### What needs to be done
Transcribe, without any change, the line that includes "ngl i can't tell where the sand" and all the lines that come after it in the material below.

+===+

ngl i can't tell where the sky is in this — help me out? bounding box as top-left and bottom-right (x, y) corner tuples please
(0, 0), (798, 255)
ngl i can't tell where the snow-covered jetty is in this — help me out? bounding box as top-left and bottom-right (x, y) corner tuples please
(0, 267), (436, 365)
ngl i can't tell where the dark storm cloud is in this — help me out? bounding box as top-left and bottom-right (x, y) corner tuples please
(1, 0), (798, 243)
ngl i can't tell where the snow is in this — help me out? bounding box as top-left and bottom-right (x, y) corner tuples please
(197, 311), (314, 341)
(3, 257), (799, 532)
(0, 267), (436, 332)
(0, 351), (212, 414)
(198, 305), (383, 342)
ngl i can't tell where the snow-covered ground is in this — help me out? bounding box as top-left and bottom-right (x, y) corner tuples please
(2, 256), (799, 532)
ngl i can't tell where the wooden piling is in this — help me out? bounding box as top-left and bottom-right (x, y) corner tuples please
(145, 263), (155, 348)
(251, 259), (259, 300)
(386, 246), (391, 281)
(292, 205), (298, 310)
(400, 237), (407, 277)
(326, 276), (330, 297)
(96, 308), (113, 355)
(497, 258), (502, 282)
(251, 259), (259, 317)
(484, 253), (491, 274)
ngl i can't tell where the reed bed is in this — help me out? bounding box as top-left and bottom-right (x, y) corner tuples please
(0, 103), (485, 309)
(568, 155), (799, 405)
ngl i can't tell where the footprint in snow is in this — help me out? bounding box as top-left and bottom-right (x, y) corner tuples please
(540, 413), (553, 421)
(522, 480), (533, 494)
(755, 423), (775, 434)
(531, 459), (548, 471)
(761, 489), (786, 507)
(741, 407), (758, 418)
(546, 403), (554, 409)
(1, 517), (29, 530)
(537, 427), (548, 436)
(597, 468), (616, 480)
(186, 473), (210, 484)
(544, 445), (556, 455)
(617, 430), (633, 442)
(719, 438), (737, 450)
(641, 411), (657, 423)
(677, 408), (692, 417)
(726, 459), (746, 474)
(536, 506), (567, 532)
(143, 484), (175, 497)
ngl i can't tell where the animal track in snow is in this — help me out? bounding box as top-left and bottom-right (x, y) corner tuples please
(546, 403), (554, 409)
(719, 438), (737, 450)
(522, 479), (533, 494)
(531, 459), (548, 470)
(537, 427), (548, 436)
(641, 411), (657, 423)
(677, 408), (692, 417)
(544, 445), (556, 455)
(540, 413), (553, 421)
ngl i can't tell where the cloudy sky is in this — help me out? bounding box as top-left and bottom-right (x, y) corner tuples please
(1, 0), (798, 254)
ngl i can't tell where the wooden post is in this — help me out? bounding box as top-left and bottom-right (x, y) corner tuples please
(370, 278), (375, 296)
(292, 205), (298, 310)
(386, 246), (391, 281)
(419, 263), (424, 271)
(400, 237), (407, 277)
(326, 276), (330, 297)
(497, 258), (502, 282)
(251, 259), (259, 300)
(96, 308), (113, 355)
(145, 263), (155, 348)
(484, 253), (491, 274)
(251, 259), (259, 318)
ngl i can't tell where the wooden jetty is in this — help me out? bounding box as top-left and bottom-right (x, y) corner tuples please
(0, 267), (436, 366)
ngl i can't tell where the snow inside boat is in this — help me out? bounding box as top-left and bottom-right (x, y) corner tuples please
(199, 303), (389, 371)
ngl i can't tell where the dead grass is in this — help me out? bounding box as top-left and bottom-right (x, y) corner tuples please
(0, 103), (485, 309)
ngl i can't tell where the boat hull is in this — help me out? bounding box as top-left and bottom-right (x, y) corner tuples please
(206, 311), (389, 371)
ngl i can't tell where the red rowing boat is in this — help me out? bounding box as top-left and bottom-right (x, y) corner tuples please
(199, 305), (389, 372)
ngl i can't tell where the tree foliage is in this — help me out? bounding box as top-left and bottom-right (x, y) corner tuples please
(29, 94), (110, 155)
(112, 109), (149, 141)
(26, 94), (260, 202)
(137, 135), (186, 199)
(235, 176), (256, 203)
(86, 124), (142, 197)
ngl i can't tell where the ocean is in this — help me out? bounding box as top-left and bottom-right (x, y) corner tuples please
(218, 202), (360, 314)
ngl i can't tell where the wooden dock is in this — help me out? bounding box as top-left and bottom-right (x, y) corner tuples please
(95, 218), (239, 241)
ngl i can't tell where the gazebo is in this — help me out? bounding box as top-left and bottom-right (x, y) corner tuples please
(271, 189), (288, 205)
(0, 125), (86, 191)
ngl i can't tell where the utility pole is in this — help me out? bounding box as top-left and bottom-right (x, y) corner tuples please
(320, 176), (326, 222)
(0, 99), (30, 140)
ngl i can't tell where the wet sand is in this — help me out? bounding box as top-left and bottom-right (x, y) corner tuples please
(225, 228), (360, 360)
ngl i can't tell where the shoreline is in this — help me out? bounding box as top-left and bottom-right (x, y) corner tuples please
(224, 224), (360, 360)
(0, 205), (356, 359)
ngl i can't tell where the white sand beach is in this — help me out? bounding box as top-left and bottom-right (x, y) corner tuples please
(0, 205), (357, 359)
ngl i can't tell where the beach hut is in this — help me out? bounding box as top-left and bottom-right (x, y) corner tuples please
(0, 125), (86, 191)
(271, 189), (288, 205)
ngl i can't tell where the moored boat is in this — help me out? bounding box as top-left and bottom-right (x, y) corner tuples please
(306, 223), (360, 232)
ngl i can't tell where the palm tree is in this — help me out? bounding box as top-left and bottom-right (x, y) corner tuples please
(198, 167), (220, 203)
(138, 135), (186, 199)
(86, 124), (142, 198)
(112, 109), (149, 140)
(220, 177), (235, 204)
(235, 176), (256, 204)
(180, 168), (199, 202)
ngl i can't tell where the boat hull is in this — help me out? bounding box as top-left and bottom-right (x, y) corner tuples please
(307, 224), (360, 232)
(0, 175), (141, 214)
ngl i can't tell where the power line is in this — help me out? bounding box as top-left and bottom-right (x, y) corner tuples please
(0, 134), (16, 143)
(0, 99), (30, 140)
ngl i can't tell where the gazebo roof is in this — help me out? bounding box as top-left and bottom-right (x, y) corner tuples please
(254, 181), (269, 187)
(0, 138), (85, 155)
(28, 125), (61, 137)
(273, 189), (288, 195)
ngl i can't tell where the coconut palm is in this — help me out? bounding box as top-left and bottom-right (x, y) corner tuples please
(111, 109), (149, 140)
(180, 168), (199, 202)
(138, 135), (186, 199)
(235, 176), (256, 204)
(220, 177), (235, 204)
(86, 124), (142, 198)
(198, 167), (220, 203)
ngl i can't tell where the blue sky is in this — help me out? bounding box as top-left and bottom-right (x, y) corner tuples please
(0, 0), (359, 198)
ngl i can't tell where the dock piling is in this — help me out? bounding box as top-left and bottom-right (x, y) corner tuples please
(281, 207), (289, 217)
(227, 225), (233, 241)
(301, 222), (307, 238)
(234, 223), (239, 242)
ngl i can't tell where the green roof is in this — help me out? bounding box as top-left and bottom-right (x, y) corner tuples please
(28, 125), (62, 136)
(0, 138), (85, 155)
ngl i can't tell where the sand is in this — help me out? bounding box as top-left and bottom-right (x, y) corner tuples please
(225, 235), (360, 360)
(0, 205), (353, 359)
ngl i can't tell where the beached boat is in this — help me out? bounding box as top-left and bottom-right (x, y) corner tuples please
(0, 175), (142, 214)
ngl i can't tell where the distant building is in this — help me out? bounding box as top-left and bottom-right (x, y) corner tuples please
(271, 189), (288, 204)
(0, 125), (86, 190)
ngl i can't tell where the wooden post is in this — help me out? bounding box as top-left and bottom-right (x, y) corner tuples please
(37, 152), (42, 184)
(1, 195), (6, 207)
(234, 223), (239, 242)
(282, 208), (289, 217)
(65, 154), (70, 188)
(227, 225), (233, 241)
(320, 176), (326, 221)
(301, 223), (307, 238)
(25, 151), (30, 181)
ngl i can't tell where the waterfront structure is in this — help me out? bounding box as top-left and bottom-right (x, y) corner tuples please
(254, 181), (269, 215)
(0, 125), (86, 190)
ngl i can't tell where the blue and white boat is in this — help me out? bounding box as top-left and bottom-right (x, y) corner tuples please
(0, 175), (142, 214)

+===+

### Answer to this task
ngl i can't tell where the sand is in this — help me out? bounding box as top-left and bottom-right (x, y) corner tuples please
(225, 235), (360, 360)
(0, 205), (353, 359)
ngl i can't tell where the beached boat is in this — help me out? bounding box as top-left and bottom-right (x, y) corner tuples please
(0, 175), (142, 214)
ngl i can't tell where the distant building is in this — help me out? bounding box as top-left and bottom-right (x, y) corner tuples please
(271, 189), (288, 204)
(0, 125), (86, 190)
ngl i can't tell where the wooden post is in this — help me out? bounding box as top-left and bottom-right (x, y) corner tuples please
(37, 152), (42, 184)
(1, 195), (6, 207)
(234, 223), (239, 242)
(282, 208), (289, 217)
(65, 154), (70, 188)
(227, 225), (233, 241)
(320, 176), (326, 221)
(301, 223), (307, 238)
(25, 151), (30, 181)
ngl i can't tell where the waterfront structure is in this — help me out? bounding box as top-left and bottom-right (x, y) corner tuples please
(254, 181), (269, 215)
(0, 125), (86, 190)
ngl i can't tell where the blue and white boat is in this — help me out? bounding box as top-left and bottom-right (x, y) corner tuples please
(0, 175), (142, 214)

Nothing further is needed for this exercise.